(Object position labeling entries)

▼▼▼

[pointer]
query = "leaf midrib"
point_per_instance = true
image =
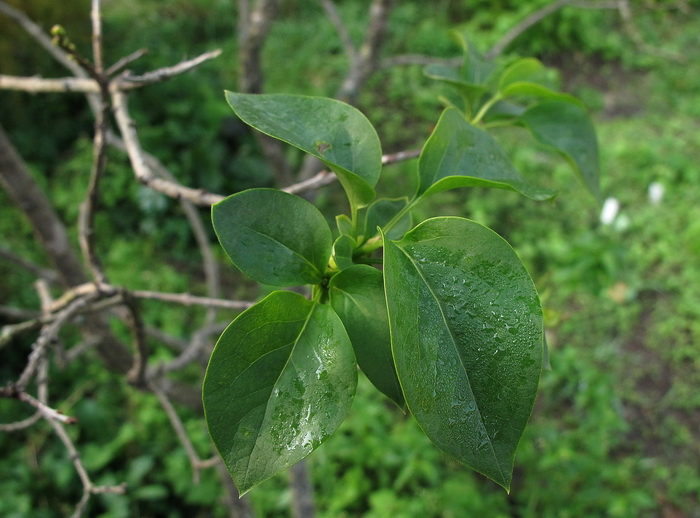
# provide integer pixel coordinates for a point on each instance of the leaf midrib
(454, 344)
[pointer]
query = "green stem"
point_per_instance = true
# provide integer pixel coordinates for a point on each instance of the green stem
(370, 246)
(409, 207)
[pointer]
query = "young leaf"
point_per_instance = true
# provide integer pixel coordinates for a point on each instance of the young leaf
(274, 237)
(566, 127)
(466, 333)
(528, 70)
(357, 296)
(344, 224)
(458, 154)
(332, 131)
(470, 93)
(280, 380)
(343, 247)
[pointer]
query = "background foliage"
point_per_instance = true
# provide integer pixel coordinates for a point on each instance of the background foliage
(616, 422)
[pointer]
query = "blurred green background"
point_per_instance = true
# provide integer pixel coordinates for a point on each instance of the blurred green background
(615, 430)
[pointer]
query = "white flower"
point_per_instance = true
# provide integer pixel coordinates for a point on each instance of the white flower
(610, 209)
(656, 192)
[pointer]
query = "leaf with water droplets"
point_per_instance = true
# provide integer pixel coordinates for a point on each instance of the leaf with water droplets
(281, 379)
(466, 333)
(357, 296)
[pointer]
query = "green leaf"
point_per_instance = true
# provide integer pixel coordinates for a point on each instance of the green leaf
(357, 296)
(343, 248)
(281, 379)
(382, 211)
(566, 127)
(471, 93)
(332, 131)
(466, 332)
(458, 154)
(274, 237)
(344, 224)
(528, 70)
(526, 89)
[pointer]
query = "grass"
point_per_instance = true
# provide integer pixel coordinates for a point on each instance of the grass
(615, 427)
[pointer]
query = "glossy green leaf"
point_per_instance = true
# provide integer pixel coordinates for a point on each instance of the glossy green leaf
(343, 248)
(382, 211)
(526, 89)
(357, 296)
(334, 132)
(529, 70)
(344, 224)
(458, 154)
(466, 331)
(281, 379)
(566, 127)
(471, 93)
(475, 68)
(274, 237)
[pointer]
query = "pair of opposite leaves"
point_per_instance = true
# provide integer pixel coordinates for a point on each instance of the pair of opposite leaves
(464, 319)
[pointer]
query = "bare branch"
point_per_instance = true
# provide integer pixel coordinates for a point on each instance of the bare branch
(180, 431)
(191, 300)
(129, 82)
(419, 59)
(21, 425)
(140, 163)
(89, 488)
(44, 273)
(17, 314)
(38, 84)
(46, 411)
(48, 334)
(536, 16)
(367, 59)
(38, 34)
(137, 374)
(17, 180)
(90, 85)
(97, 36)
(126, 60)
(341, 29)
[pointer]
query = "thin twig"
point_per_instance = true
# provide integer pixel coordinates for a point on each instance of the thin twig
(341, 29)
(126, 60)
(21, 425)
(46, 411)
(191, 300)
(39, 84)
(179, 429)
(536, 16)
(97, 36)
(419, 59)
(44, 273)
(89, 488)
(48, 334)
(137, 374)
(144, 174)
(86, 220)
(165, 73)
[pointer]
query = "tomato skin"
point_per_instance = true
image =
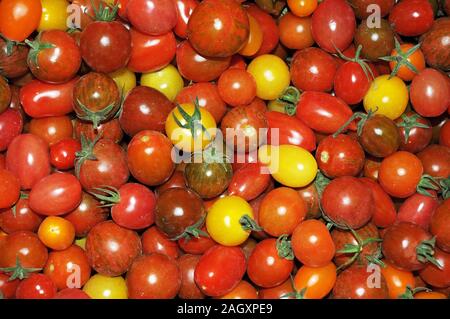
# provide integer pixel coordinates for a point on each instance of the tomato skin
(21, 149)
(220, 270)
(41, 99)
(19, 19)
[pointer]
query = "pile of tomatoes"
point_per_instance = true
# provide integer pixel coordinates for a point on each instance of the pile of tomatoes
(345, 195)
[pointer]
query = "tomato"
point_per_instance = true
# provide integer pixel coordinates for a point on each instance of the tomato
(19, 18)
(387, 96)
(430, 94)
(103, 287)
(220, 270)
(41, 99)
(333, 25)
(154, 276)
(155, 241)
(271, 75)
(111, 249)
(348, 202)
(151, 53)
(412, 17)
(153, 17)
(144, 109)
(289, 165)
(68, 268)
(27, 157)
(400, 173)
(37, 286)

▲▲▲

▸ Brief
Copy all of the entries verbatim, leaving out any pictures they contain.

▸ Task solution
[pointer]
query = "leaf midrib"
point_per_instance = true
image =
# provide integer pixel coordinates for a point on each instance of the leaf midrib
(454, 344)
[pointer]
query = "green stem"
point_per_instance = true
# provide integer pixel coordinates for a point on each instance of the green stem
(370, 246)
(409, 207)
[pointer]
query = "young leaf"
point_per_instance = true
# provide integer pixel coordinates for a point on each instance of the young leaf
(274, 237)
(566, 127)
(466, 333)
(528, 70)
(357, 296)
(344, 224)
(458, 154)
(332, 131)
(470, 93)
(280, 380)
(343, 247)
[pointer]
query = "background foliage"
point_per_instance = true
# provide integer pixel coordinates for a point on each instance of the background foliage
(616, 422)
[pointer]
query = "blurred green background"
point_per_instance = true
# provide integer pixel coordinates for a point on each instance of the blurred green background
(615, 430)
[pointer]
query = "white flower"
point_per_instance = true
# provide integer pixel coordinates for a point on each instance of the white flower
(610, 209)
(656, 192)
[pointer]
query = "leaf with water droplets"
point_per_instance = true
# provide integer pixel coordinates for a point on each instance of the leaf with water droplets
(281, 379)
(466, 333)
(357, 296)
[pointer]
query = "green leaf"
point_per_instance = true
# provide integer pixel coordinates for a point on each instance of the green leaf
(357, 296)
(343, 248)
(281, 379)
(382, 211)
(566, 127)
(471, 93)
(332, 131)
(466, 332)
(458, 154)
(274, 237)
(344, 224)
(528, 70)
(526, 89)
[pointer]
query = "grass"
point_per_instance = true
# provide integer pixel coordinates for a point on each instance of the grass
(615, 427)
[pointer]
query = "glossy green leaf"
point_per_instance = true
# provide integer pixel coordinates for a point on each instance of the glossy green leaf
(343, 248)
(382, 211)
(526, 89)
(357, 296)
(334, 132)
(529, 70)
(344, 224)
(458, 154)
(466, 331)
(281, 379)
(566, 127)
(471, 93)
(475, 68)
(274, 237)
[pointer]
query = "pair of opposite leaves"
point_per_instance = true
# provide integer pixel coordinates for a point on each instance of the pair of opposite leaves
(464, 319)
[pointer]
query = "bare branch"
point_per_instance = true
# provide integer pixel coordinates for a point on each instance of the bare branch
(180, 431)
(191, 300)
(129, 82)
(419, 59)
(21, 425)
(140, 163)
(89, 488)
(44, 273)
(17, 314)
(38, 84)
(46, 411)
(48, 334)
(536, 16)
(367, 59)
(38, 34)
(137, 374)
(17, 180)
(90, 85)
(97, 36)
(126, 60)
(341, 29)
[pointer]
query = "thin twig"
point_per_instance = true
# provide integer pixel coordinates for a point on each instance of the thin twig
(341, 29)
(126, 60)
(21, 425)
(46, 411)
(191, 300)
(39, 84)
(179, 429)
(536, 16)
(97, 36)
(419, 59)
(44, 273)
(89, 488)
(48, 334)
(137, 374)
(144, 174)
(86, 220)
(165, 73)
[pointer]
query = "tomato skin"
point_per_instance = true
image =
# provide integer pixel coordinates for a point on each instance of the tomato skin
(21, 149)
(220, 270)
(41, 99)
(19, 19)
[pointer]
query = "pile of tomatoes"
point_per_instance = true
# provide integer pixel coordinates for a point on each instance of the pile of tomatoes
(345, 195)
[pointer]
query = "tomato"
point_per_instance = true
# provide integer pixel coordinates for a point on each instance of the tomato
(19, 18)
(387, 96)
(430, 94)
(103, 287)
(220, 270)
(41, 99)
(333, 25)
(154, 276)
(155, 241)
(271, 75)
(111, 249)
(348, 202)
(151, 53)
(412, 17)
(153, 17)
(144, 109)
(289, 165)
(68, 268)
(27, 157)
(400, 173)
(37, 286)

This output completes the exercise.